Return every record exactly. Omit nothing.
━━ Given records ━━
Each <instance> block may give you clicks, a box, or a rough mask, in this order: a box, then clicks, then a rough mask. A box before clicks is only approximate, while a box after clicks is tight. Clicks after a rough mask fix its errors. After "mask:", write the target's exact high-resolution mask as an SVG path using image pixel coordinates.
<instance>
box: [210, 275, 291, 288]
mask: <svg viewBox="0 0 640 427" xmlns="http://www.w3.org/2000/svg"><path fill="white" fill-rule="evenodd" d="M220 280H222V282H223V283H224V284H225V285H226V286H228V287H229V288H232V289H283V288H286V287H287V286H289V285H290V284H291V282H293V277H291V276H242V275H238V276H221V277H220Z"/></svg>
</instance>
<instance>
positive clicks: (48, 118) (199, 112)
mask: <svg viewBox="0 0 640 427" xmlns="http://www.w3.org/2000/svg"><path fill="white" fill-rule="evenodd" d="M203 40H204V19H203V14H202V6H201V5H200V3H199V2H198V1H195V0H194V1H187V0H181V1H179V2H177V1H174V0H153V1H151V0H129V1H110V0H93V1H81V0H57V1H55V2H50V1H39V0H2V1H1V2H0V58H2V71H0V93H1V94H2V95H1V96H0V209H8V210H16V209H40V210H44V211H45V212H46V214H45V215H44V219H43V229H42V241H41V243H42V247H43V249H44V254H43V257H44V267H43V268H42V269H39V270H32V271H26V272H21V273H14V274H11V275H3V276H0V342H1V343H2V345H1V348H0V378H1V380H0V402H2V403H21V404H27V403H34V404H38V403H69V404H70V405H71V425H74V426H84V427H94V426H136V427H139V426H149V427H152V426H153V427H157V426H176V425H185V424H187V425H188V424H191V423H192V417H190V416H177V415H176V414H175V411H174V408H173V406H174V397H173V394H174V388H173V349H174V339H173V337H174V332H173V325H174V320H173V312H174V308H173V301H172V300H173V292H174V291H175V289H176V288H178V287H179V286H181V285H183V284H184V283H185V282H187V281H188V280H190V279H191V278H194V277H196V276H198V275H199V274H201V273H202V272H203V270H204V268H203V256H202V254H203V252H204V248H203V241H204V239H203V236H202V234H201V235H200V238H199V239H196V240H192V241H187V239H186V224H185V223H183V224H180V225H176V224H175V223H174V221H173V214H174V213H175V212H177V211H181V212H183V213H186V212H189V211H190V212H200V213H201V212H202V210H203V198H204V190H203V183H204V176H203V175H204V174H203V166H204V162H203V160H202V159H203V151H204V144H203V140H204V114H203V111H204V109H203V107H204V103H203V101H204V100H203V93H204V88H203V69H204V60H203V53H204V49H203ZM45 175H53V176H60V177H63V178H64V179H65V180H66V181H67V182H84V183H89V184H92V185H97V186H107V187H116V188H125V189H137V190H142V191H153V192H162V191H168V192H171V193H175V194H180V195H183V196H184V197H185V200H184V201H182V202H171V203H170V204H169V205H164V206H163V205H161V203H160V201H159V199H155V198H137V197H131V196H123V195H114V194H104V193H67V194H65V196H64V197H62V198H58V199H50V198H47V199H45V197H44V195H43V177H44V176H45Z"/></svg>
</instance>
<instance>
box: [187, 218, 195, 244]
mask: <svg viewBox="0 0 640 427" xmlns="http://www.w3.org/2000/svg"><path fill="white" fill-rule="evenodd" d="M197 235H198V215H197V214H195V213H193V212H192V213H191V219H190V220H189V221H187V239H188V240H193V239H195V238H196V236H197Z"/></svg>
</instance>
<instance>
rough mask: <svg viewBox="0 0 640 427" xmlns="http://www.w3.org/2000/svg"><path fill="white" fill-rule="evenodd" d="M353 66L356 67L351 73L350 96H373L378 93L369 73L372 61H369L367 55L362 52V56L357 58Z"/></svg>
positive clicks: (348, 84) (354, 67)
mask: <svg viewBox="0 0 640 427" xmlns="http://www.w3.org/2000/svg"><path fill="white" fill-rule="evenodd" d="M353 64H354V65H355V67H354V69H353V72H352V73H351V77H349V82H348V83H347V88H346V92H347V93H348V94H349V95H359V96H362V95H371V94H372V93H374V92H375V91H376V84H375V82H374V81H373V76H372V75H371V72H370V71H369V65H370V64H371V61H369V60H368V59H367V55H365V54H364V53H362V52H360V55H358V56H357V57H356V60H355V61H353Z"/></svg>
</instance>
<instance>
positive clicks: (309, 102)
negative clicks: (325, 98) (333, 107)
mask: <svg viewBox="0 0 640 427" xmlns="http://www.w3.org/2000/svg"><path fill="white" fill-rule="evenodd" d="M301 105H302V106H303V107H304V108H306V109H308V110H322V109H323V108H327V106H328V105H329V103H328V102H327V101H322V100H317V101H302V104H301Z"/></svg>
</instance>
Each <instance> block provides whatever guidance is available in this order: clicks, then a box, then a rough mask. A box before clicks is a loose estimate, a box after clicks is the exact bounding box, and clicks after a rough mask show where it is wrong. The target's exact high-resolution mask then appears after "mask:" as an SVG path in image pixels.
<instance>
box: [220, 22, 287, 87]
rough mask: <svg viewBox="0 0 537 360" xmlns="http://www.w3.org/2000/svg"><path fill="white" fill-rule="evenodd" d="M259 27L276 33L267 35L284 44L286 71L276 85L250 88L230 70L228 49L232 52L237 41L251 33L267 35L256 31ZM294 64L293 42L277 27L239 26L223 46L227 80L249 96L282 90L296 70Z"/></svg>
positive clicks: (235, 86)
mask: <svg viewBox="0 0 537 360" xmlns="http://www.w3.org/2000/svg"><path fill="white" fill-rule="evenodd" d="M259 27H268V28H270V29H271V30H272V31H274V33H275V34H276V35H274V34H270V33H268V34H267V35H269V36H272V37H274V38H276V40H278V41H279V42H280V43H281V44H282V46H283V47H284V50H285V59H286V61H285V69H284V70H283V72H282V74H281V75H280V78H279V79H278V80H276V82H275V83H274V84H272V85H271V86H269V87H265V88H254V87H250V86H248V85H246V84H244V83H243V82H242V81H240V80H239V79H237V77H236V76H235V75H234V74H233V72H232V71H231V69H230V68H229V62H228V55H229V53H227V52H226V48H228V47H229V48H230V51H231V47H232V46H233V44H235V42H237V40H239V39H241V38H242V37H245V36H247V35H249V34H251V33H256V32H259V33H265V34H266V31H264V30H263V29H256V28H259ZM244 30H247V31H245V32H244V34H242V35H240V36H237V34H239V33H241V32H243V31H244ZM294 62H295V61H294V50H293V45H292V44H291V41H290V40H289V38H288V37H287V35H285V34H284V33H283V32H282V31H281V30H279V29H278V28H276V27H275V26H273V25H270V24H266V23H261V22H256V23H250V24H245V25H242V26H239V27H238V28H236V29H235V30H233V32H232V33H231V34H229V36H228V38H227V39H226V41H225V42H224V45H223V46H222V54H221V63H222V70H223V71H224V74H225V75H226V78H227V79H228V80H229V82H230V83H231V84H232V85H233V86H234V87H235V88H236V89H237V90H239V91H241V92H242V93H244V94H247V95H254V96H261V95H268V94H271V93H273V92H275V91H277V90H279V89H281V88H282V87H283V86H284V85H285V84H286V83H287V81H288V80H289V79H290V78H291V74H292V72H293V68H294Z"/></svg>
━━━
**Response area:**
Each <instance> block may give you clicks, a box, or a rough mask, in this order: a box, then clicks, then a rough mask. A box before clicks is only approximate, while a box after clicks is tight. Clicks after a rough mask fix its errors. After "mask:", write the target's exact high-resolution mask as an SVG path using image pixel coordinates.
<instance>
box: [210, 275, 291, 288]
mask: <svg viewBox="0 0 640 427" xmlns="http://www.w3.org/2000/svg"><path fill="white" fill-rule="evenodd" d="M220 280H222V282H223V283H224V284H225V285H226V286H228V287H229V288H232V289H283V288H286V287H287V286H289V285H290V284H291V282H293V277H291V276H242V275H238V276H221V277H220Z"/></svg>
</instance>
<instance>
positive clicks: (48, 118) (199, 112)
mask: <svg viewBox="0 0 640 427" xmlns="http://www.w3.org/2000/svg"><path fill="white" fill-rule="evenodd" d="M203 40H204V19H203V14H202V6H201V5H200V3H199V2H198V1H195V0H194V1H187V0H181V1H179V2H177V1H174V0H153V1H151V0H129V1H110V0H93V1H81V0H57V1H55V2H50V1H39V0H2V1H1V2H0V58H2V71H0V93H1V94H2V95H1V96H0V209H8V210H16V209H40V210H44V211H45V212H46V214H45V215H44V219H43V229H42V241H41V243H42V247H43V249H44V254H43V257H44V267H43V268H42V269H39V270H32V271H26V272H21V273H14V274H11V275H3V276H0V342H1V343H2V345H1V348H0V378H1V380H0V402H2V403H21V404H27V403H34V404H38V403H69V404H70V405H71V425H74V426H84V427H94V426H136V427H139V426H149V427H152V426H153V427H157V426H176V425H185V424H187V425H188V424H191V423H192V417H190V416H177V415H176V414H175V411H174V408H173V406H174V397H173V394H174V388H173V349H174V339H173V337H174V332H173V325H174V320H173V312H174V308H173V301H172V300H173V292H174V291H175V289H176V288H178V287H179V286H181V285H183V284H184V283H185V282H187V281H188V280H190V279H191V278H194V277H196V276H198V275H199V274H201V273H202V272H203V270H204V268H203V256H202V254H203V252H204V248H203V241H204V239H203V236H202V234H201V235H200V238H199V239H196V240H192V241H187V239H186V224H185V223H183V224H180V225H176V224H175V223H174V221H173V214H174V213H175V212H177V211H181V212H183V213H186V212H189V211H190V212H200V213H201V212H202V210H203V198H204V190H203V183H204V176H203V175H204V174H203V166H204V162H203V160H202V159H203V151H204V144H203V140H204V114H203V111H204V109H203V107H204V103H203V101H204V100H203V93H204V88H203V69H204V60H203V53H204V49H203ZM45 175H53V176H60V177H63V178H64V179H65V180H66V181H67V182H84V183H89V184H92V185H97V186H107V187H116V188H125V189H137V190H142V191H153V192H162V191H168V192H171V193H175V194H180V195H183V196H184V197H185V200H184V201H182V202H171V203H170V204H169V205H164V206H163V205H161V203H160V201H159V199H155V198H137V197H131V196H123V195H114V194H104V193H67V194H65V196H64V197H62V198H58V199H50V198H47V199H45V197H44V195H43V177H44V176H45Z"/></svg>
</instance>
<instance>
box: [187, 218, 195, 244]
mask: <svg viewBox="0 0 640 427" xmlns="http://www.w3.org/2000/svg"><path fill="white" fill-rule="evenodd" d="M197 235H198V215H197V214H195V213H193V212H192V213H191V219H190V220H189V221H187V239H188V240H193V239H195V238H196V236H197Z"/></svg>
</instance>
<instance>
rough mask: <svg viewBox="0 0 640 427" xmlns="http://www.w3.org/2000/svg"><path fill="white" fill-rule="evenodd" d="M353 66L356 67L351 73L350 96H373L378 93L369 73L372 61H369L367 55L362 52V56L357 58Z"/></svg>
positive clicks: (348, 84) (354, 67)
mask: <svg viewBox="0 0 640 427" xmlns="http://www.w3.org/2000/svg"><path fill="white" fill-rule="evenodd" d="M353 64H354V65H355V67H354V69H353V72H352V73H351V77H349V82H348V83H347V88H346V92H347V93H348V94H349V95H359V96H362V95H371V94H372V93H374V92H375V91H376V84H375V82H374V81H373V76H372V75H371V72H370V71H369V65H370V64H371V61H369V60H368V59H367V55H365V54H364V53H362V52H360V55H358V56H357V57H356V60H355V61H353Z"/></svg>
</instance>
<instance>
positive clicks: (309, 102)
negative clicks: (325, 98) (333, 107)
mask: <svg viewBox="0 0 640 427" xmlns="http://www.w3.org/2000/svg"><path fill="white" fill-rule="evenodd" d="M301 105H302V106H303V107H304V108H306V109H308V110H322V109H323V108H327V106H328V105H329V103H328V102H327V101H322V100H317V101H302V104H301Z"/></svg>
</instance>
Each <instance> block provides whatever guidance is available in this order: clicks, then a box, then a rough mask. A box before clicks is a loose estimate, a box after clicks is the exact bounding box, and clicks after a rough mask show where it is wrong. The target's exact high-resolution mask then appears after "mask:" as an SVG path in image pixels.
<instance>
box: [220, 22, 287, 87]
rough mask: <svg viewBox="0 0 537 360" xmlns="http://www.w3.org/2000/svg"><path fill="white" fill-rule="evenodd" d="M259 27L276 33L267 35L284 44L286 71L276 85L250 88L230 70L228 49L232 52L237 41L251 33L267 35L256 31ZM294 64L293 42L277 27L239 26L223 46L227 80L249 96L282 90L296 70Z"/></svg>
positive clicks: (235, 86)
mask: <svg viewBox="0 0 537 360" xmlns="http://www.w3.org/2000/svg"><path fill="white" fill-rule="evenodd" d="M259 27H268V28H270V29H271V30H272V31H274V33H275V34H276V35H274V34H270V33H268V34H267V35H269V36H272V37H274V38H276V40H278V41H279V42H280V43H281V44H282V46H283V47H284V50H285V59H286V61H285V69H284V70H283V72H282V74H281V75H280V78H279V79H278V80H276V82H275V83H274V84H272V85H271V86H269V87H265V88H254V87H250V86H248V85H246V84H244V83H243V82H242V81H240V80H239V79H237V77H236V76H235V75H234V74H233V72H232V71H231V69H230V68H229V62H228V55H229V53H227V52H226V48H228V47H229V48H230V51H231V47H232V46H233V44H235V42H237V40H239V39H241V38H242V37H245V36H247V35H249V34H251V33H256V32H259V33H265V34H266V31H264V30H263V29H256V28H259ZM244 30H247V31H245V32H244V34H242V35H240V36H237V34H239V33H241V32H243V31H244ZM294 62H295V61H294V50H293V45H292V44H291V41H290V40H289V38H288V37H287V35H285V34H284V33H283V32H282V31H281V30H279V29H278V28H276V27H275V26H273V25H270V24H266V23H261V22H256V23H250V24H245V25H242V26H239V27H238V28H236V29H235V30H233V32H232V33H231V34H229V36H228V38H227V39H226V41H225V42H224V45H223V46H222V54H221V63H222V70H223V71H224V74H225V75H226V78H227V79H228V80H229V82H230V83H231V84H232V85H233V86H234V87H235V88H236V89H237V90H239V91H241V92H242V93H244V94H247V95H254V96H261V95H268V94H271V93H273V92H275V91H277V90H279V89H281V88H282V87H283V86H284V85H285V84H286V83H287V81H288V80H289V79H290V78H291V74H292V72H293V68H294Z"/></svg>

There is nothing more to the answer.